[Location annotation dataset excerpts]
** Begin **

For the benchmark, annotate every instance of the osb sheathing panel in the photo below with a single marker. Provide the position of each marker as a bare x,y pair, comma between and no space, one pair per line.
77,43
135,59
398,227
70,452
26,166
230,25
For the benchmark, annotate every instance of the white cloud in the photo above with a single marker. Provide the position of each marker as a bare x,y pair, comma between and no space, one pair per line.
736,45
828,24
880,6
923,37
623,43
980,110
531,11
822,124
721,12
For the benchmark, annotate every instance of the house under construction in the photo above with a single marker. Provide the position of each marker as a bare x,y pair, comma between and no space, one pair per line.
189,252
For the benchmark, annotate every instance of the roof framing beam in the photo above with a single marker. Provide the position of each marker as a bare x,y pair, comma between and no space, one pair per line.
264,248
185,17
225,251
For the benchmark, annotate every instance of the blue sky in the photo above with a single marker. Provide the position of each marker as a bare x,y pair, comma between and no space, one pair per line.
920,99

** End **
** Begin **

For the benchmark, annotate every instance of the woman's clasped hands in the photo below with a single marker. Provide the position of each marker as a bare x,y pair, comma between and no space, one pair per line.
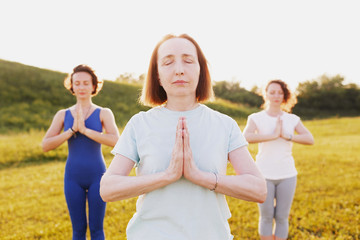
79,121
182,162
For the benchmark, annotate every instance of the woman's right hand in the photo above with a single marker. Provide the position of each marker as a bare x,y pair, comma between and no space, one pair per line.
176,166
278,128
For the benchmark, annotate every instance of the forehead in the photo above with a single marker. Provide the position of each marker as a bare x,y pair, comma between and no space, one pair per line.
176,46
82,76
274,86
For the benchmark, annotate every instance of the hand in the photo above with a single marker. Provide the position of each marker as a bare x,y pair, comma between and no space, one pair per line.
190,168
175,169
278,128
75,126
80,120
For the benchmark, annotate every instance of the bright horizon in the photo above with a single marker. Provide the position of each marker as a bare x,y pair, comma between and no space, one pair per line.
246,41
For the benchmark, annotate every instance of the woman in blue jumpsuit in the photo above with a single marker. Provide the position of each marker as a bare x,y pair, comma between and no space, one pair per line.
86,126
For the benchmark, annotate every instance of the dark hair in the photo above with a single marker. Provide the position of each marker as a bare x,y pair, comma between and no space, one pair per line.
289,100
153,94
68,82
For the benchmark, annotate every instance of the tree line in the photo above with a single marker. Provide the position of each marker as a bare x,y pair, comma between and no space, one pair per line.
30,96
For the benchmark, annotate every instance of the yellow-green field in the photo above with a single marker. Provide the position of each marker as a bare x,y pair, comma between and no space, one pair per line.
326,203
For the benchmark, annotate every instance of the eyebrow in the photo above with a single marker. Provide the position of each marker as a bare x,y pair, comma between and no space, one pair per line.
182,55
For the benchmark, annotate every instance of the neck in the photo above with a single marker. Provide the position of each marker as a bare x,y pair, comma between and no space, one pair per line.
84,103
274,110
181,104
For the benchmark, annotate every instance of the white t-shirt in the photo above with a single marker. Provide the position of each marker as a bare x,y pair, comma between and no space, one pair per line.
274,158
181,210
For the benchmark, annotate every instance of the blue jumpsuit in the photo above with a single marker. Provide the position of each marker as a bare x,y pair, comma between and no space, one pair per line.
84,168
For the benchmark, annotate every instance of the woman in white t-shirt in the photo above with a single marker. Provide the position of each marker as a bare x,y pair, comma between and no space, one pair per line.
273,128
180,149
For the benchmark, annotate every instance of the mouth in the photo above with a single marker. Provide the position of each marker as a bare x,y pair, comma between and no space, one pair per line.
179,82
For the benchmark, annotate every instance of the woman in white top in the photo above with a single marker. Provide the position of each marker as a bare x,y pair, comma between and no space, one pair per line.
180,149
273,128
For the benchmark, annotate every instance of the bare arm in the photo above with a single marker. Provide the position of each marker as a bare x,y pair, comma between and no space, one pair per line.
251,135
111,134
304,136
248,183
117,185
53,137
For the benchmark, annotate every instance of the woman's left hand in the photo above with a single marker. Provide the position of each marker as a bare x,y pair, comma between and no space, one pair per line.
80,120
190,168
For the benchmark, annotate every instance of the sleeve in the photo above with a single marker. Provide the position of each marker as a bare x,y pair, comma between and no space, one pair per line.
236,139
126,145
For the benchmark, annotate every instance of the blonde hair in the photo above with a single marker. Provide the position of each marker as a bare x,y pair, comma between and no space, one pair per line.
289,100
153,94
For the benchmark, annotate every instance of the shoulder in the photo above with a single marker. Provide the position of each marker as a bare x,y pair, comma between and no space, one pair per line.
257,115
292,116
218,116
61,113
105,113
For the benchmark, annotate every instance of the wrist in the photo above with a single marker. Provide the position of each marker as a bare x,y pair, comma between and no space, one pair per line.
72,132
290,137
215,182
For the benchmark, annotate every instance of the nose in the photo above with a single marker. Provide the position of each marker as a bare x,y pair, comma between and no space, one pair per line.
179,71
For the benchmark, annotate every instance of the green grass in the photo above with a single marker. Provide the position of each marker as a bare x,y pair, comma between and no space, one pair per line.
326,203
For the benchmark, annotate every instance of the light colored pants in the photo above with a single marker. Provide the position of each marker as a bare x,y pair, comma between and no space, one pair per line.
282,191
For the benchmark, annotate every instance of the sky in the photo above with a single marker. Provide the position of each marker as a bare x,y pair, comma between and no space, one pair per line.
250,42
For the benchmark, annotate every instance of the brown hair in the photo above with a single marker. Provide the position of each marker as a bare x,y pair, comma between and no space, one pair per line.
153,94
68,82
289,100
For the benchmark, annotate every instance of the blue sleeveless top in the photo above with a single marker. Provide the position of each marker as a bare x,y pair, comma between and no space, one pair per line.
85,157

** End **
** Begin **

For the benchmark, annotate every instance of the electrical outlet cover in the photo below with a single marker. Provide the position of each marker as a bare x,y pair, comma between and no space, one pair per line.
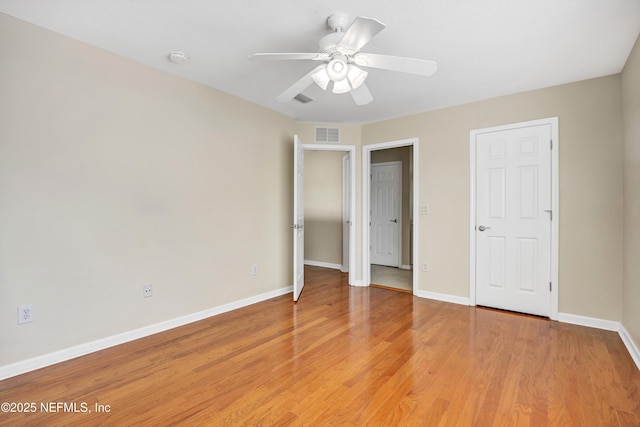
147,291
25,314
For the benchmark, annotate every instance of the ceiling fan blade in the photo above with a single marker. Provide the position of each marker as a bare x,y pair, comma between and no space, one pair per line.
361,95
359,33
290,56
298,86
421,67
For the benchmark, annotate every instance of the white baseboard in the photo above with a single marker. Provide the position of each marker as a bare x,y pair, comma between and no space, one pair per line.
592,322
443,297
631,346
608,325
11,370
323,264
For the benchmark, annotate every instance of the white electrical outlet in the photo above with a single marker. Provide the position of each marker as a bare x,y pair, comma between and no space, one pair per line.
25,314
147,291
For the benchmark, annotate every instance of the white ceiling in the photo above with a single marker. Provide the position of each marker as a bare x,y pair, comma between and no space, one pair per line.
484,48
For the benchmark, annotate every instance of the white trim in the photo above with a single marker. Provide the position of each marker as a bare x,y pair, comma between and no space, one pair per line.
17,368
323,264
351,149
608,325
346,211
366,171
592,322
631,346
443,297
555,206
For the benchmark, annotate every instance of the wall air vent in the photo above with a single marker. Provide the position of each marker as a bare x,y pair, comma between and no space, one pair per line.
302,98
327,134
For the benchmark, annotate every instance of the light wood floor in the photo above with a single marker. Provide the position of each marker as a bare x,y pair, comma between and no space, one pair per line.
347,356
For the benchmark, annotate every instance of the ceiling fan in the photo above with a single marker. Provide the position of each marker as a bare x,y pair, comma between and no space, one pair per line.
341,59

** End **

## What the exercise asks
Identify every line in the rows above that contains the word "hair", and copy each of those lines.

## Task result
For the benchmark, annotate every instance of the dark hair in the photo above with a single marker. Provide the position of each marker as a bare x,y pair, comma between and no space, one pair per line.
For the benchmark, annotate every instance of the blonde hair in the photo above with a single marker. Provide the position of each marker as a bare x,y pair, comma between and no space, one pair per line.
For the benchmark, annotate every instance of the brown hair in the photo above with a single marker. Provide the position of each marker as a bare x,y pair, comma between and no space, one pair per line.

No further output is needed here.